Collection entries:
_ _ _ _ _ _ _

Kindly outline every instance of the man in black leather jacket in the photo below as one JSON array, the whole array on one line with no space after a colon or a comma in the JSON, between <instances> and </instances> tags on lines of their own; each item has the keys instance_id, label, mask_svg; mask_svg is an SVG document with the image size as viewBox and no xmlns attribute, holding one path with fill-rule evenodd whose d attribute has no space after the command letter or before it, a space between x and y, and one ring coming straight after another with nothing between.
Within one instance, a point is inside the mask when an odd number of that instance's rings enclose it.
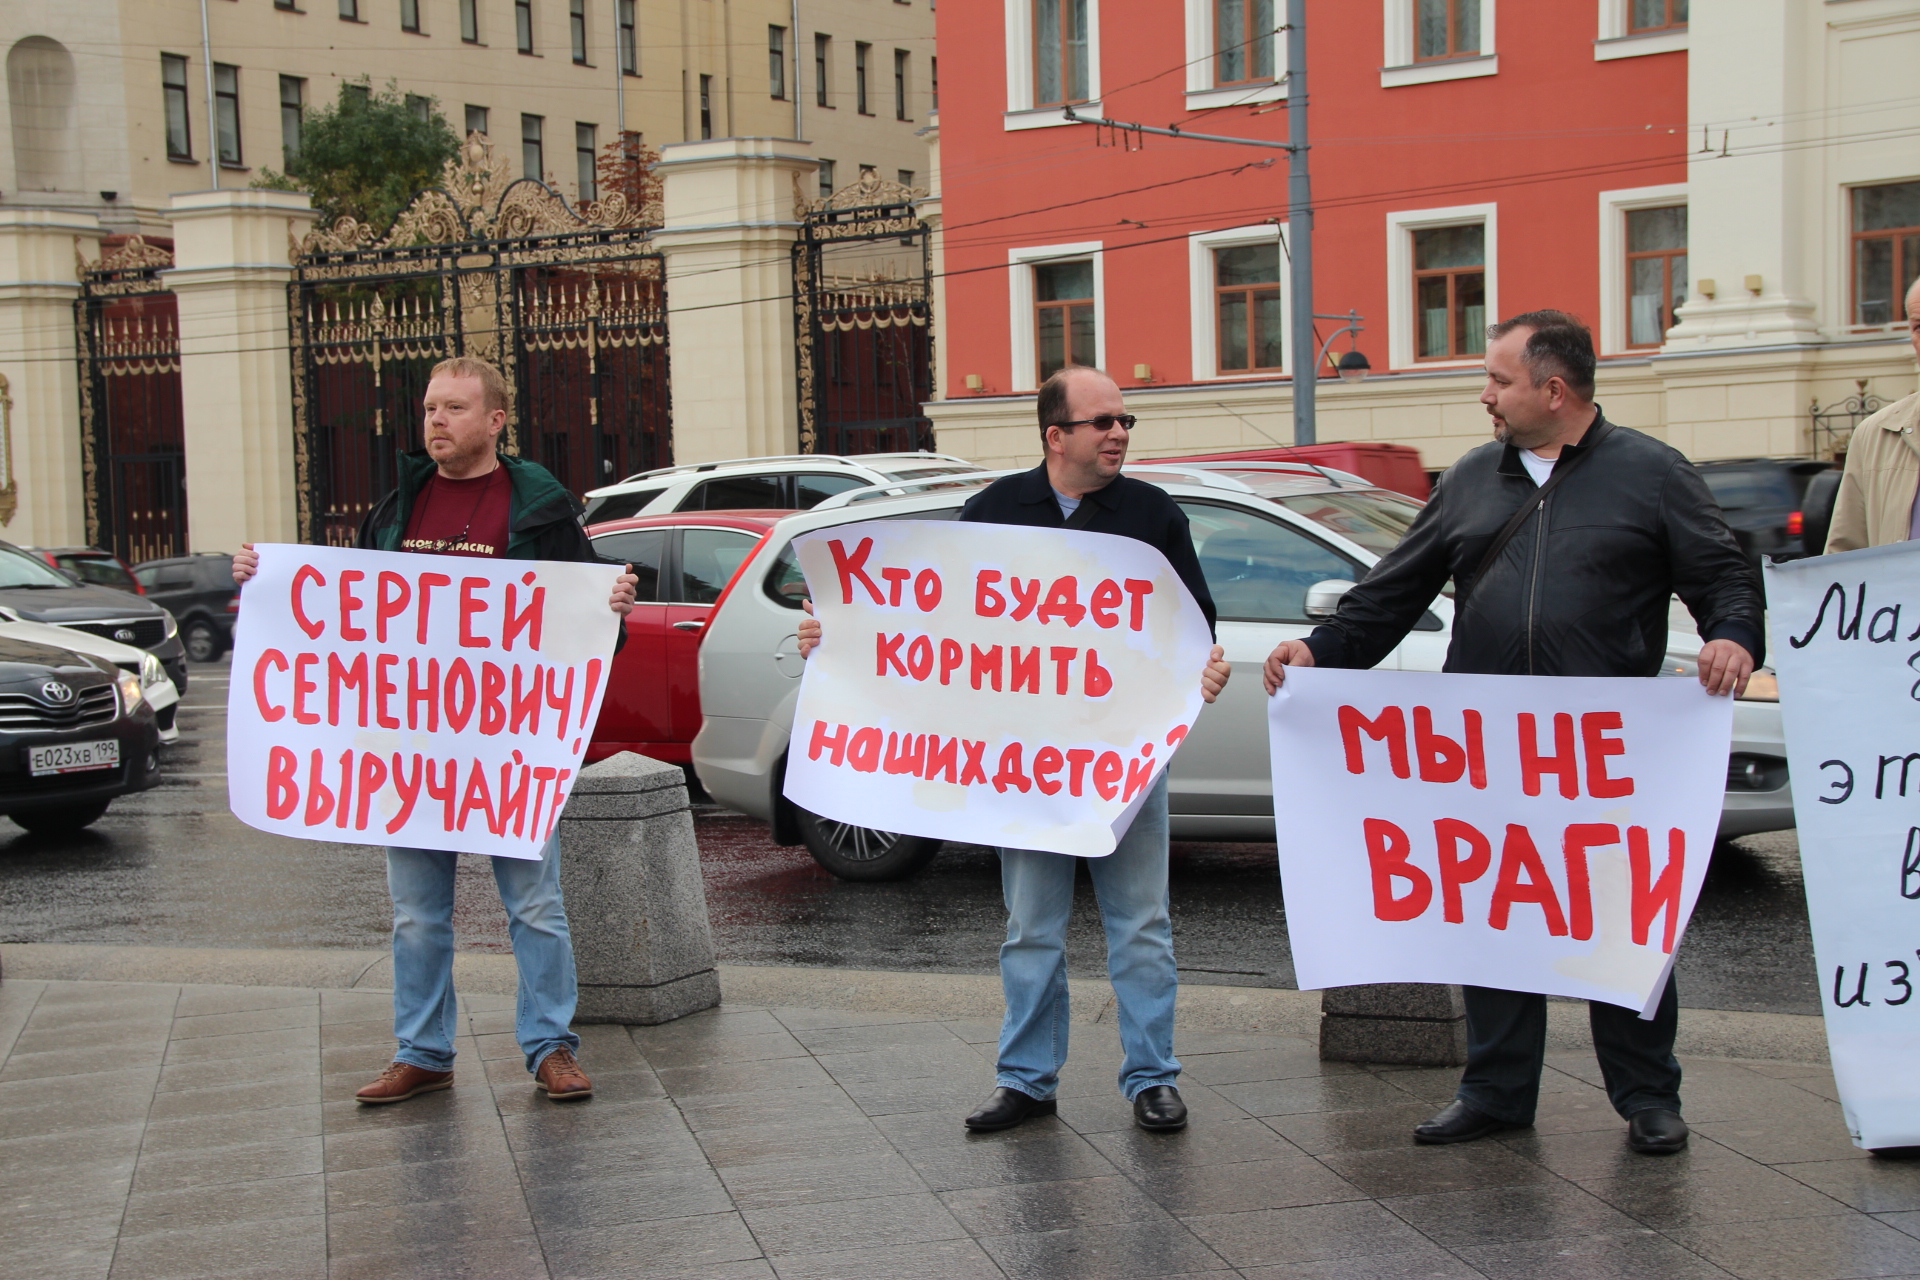
<instances>
[{"instance_id":1,"label":"man in black leather jacket","mask_svg":"<svg viewBox=\"0 0 1920 1280\"><path fill-rule=\"evenodd\" d=\"M1764 656L1759 576L1699 473L1676 450L1606 421L1593 402L1593 338L1572 316L1529 312L1487 336L1480 401L1495 439L1447 470L1400 545L1326 625L1273 651L1268 693L1289 666L1375 665L1449 579L1458 594L1447 671L1652 676L1666 656L1667 602L1677 594L1705 641L1701 683L1714 694L1745 692ZM1536 502L1556 467L1570 470ZM1523 506L1532 514L1475 581ZM1414 1130L1421 1142L1468 1142L1533 1123L1546 998L1463 990L1466 1072L1455 1101ZM1604 1003L1589 1012L1628 1141L1648 1153L1684 1147L1672 977L1650 1021Z\"/></svg>"}]
</instances>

_ _ _ _ _ _ _

**TASK INSTRUCTIONS:**
Without any pictures, output the entries above exactly as they appear.

**SOLUTION TO THIS PROBLEM:**
Kindly outline every instance of the man in black leather jacket in the photo below as one JSON array, the whole array on one line with no space after a colon or a comma in the JSON, between <instances> and </instances> tags on lines of their own; each item has the keys instance_id, label, mask_svg; mask_svg is an SVG document with the image size as viewBox and no xmlns attribute, holding one path with fill-rule evenodd whose d attribute has no space after the command letter or before it, a space between x and y, and one ring coming straight after another with nothing between.
Within one instance, a point is inside the mask when an odd number of that instance's rings enclose it.
<instances>
[{"instance_id":1,"label":"man in black leather jacket","mask_svg":"<svg viewBox=\"0 0 1920 1280\"><path fill-rule=\"evenodd\" d=\"M1764 656L1759 576L1699 473L1676 450L1606 421L1593 402L1593 338L1572 316L1529 312L1487 336L1480 401L1495 439L1447 470L1400 545L1326 625L1273 651L1268 693L1289 666L1375 665L1449 579L1458 594L1447 671L1652 676L1666 656L1667 602L1677 594L1705 641L1701 683L1714 694L1745 692ZM1536 502L1556 467L1570 470ZM1523 506L1532 514L1475 581ZM1414 1130L1421 1142L1468 1142L1533 1123L1546 998L1463 990L1466 1072L1455 1101ZM1604 1003L1589 1012L1628 1141L1648 1153L1684 1147L1672 977L1650 1021Z\"/></svg>"}]
</instances>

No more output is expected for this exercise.